--- Input data ---
━━━━━━━━━━━━━━━━━━━━
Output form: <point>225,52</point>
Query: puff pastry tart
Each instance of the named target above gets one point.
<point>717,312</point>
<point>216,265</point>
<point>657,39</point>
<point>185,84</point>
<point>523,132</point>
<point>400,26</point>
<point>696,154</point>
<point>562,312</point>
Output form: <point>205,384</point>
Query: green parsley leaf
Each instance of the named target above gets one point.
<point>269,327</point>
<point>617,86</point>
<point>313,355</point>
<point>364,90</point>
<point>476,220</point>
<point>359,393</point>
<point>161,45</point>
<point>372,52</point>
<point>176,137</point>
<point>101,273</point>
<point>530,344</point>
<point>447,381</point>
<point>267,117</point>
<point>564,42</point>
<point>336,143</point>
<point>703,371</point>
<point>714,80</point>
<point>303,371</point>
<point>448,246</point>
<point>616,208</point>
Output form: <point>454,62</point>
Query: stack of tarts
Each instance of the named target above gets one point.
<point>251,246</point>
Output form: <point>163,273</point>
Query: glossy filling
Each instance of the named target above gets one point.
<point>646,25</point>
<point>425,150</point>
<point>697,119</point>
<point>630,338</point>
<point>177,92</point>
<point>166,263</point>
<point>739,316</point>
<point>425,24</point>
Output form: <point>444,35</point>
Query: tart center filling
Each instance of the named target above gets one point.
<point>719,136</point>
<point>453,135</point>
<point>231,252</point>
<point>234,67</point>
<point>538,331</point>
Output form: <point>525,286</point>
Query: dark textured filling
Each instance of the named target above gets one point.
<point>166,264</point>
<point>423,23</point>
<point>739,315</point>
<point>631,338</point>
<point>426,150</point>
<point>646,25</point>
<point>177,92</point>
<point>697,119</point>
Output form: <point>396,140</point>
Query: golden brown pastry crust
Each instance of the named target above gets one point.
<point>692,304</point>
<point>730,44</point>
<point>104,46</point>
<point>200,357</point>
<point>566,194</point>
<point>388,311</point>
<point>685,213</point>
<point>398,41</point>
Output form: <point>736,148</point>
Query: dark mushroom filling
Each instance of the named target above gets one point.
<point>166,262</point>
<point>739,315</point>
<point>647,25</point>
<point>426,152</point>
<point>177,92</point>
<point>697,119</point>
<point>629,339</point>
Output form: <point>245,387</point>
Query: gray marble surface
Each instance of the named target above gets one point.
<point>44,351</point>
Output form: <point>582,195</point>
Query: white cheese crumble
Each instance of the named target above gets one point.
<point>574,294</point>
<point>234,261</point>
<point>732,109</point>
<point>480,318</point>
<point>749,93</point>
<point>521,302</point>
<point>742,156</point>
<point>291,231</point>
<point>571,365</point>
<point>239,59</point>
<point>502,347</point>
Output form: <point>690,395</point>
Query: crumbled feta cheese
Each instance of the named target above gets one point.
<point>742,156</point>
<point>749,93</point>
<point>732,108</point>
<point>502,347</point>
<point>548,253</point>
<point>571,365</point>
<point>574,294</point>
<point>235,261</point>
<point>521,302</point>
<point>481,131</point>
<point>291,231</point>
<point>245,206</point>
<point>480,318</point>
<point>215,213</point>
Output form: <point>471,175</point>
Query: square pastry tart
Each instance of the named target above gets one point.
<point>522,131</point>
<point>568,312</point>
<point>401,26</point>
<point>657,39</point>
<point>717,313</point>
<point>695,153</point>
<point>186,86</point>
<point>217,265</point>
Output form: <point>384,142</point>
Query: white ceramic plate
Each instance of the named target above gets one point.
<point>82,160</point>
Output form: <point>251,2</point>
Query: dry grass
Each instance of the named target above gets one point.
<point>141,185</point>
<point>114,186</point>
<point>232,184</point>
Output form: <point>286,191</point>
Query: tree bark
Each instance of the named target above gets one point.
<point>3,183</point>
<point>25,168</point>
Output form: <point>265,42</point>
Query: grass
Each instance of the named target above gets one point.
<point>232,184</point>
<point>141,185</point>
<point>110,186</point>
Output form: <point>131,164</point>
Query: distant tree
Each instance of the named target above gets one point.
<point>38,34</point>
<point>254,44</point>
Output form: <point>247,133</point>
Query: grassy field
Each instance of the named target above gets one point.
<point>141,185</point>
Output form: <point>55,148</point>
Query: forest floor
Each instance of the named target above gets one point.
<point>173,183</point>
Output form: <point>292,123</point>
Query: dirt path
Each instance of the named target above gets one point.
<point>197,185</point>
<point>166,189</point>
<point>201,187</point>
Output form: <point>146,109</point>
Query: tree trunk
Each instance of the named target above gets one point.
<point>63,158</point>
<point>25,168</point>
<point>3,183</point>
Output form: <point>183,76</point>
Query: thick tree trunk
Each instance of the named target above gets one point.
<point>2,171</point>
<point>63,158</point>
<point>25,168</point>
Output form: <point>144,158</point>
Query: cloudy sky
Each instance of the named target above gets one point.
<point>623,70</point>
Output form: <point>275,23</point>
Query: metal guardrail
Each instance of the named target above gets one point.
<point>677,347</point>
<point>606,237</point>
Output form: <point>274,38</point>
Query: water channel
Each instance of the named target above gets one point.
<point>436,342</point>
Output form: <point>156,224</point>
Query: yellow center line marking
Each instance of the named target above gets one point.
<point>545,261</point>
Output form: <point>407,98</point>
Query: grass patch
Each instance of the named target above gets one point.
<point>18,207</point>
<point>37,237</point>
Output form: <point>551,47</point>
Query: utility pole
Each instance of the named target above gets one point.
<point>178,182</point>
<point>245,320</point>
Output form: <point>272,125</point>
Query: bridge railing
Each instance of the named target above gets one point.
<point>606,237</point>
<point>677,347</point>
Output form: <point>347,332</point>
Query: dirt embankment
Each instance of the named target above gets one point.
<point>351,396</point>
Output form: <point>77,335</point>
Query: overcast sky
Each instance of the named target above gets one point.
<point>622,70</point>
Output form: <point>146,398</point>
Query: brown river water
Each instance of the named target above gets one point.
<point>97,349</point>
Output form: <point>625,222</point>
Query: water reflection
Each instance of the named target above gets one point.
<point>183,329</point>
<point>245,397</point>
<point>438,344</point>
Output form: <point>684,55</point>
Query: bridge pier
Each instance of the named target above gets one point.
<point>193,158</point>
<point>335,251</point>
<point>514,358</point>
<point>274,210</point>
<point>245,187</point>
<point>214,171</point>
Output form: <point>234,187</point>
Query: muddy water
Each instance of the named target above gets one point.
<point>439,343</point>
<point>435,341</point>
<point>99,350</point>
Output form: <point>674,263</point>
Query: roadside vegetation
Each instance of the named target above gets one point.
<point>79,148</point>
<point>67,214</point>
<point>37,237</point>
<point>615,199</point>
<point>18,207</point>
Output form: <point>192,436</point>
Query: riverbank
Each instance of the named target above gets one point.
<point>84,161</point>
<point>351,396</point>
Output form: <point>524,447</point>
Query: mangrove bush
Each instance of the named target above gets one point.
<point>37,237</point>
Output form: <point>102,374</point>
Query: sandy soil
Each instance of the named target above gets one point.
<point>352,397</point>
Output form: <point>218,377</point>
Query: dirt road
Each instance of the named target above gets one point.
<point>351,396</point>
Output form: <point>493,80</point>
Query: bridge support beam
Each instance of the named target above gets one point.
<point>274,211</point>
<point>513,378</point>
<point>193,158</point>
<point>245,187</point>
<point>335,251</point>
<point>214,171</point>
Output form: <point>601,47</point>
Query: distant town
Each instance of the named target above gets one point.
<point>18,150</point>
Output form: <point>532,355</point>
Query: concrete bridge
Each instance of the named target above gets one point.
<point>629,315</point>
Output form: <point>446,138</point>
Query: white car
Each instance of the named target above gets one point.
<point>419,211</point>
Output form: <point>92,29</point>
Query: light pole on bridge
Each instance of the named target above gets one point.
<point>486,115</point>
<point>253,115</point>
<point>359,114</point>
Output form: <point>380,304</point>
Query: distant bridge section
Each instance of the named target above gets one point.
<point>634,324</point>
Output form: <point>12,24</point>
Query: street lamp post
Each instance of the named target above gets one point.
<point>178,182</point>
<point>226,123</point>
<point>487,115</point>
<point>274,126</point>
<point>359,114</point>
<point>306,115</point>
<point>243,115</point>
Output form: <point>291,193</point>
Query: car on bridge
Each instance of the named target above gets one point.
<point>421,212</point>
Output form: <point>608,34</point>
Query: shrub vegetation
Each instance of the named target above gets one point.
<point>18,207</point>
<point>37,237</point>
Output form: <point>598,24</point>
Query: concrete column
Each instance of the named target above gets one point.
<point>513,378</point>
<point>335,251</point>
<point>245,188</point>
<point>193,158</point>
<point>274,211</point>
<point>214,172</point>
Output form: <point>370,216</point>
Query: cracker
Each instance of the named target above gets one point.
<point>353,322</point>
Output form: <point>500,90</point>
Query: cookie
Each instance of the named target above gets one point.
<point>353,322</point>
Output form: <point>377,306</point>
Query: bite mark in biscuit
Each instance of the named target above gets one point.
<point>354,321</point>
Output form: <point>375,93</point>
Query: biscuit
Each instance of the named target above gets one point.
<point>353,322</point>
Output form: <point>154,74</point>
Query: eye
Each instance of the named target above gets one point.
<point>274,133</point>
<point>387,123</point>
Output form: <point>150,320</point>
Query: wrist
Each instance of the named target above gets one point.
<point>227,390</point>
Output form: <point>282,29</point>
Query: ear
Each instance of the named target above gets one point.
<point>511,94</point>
━━━━━━━━━━━━━━━━━━━━
--- The problem ---
Starting at the line that contains "Output form: <point>92,29</point>", quote each remaining line of the entries above, unchanged.

--- Written solution ---
Output form: <point>92,29</point>
Query: light pole on bridge
Each instance of the named target above gets one point.
<point>486,115</point>
<point>253,115</point>
<point>359,114</point>
Output form: <point>380,304</point>
Query: distant bridge section
Each instance of the named target above gets one point.
<point>634,324</point>
Output form: <point>12,24</point>
Query: street lamp post
Each instance of the named target above gets one point.
<point>178,182</point>
<point>226,123</point>
<point>487,115</point>
<point>274,126</point>
<point>359,114</point>
<point>306,115</point>
<point>243,115</point>
Output form: <point>291,193</point>
Query: car on bridge
Each instance of the named target above gets one point.
<point>421,212</point>
Output form: <point>608,34</point>
Query: shrub vegetation
Each instance of the named target above gets one point.
<point>18,207</point>
<point>37,237</point>
Output form: <point>598,24</point>
Query: concrete column
Each instance of the named target above gets one point.
<point>513,378</point>
<point>335,251</point>
<point>245,188</point>
<point>193,158</point>
<point>274,211</point>
<point>214,172</point>
Output form: <point>370,216</point>
Query: cracker
Each instance of the named target above gets one point.
<point>353,322</point>
Output form: <point>500,90</point>
Query: cookie
Each instance of the named target above gets one point.
<point>353,322</point>
Output form: <point>377,306</point>
Query: bite mark in biscuit
Each instance of the named target above gets one point.
<point>354,321</point>
Output form: <point>375,93</point>
Query: biscuit
Each instance of the named target above gets one point.
<point>353,322</point>
Output form: <point>154,74</point>
Query: eye
Each instance of the named target above gets one point.
<point>274,133</point>
<point>387,123</point>
Output form: <point>150,320</point>
Query: wrist
Each instance of the named target above gets one point.
<point>227,390</point>
Output form: <point>282,29</point>
Query: ear
Each instance of the named target above gets one point.
<point>511,94</point>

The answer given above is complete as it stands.